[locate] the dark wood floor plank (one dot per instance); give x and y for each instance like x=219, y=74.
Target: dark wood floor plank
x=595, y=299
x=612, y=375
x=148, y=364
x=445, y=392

____________

• [Directions for this task]
Repeat every line of the entries above, requests included, with each x and y coordinate in the answers multiplied by 1.4 and rounded to a whole number, halves rounded up. Leave the numbers in the requests as they are.

• [Output]
[locate] the dark wood floor plank (one dot per instance); give x and y for each instance like x=219, y=74.
Target: dark wood floor plank
x=833, y=419
x=857, y=525
x=207, y=510
x=623, y=549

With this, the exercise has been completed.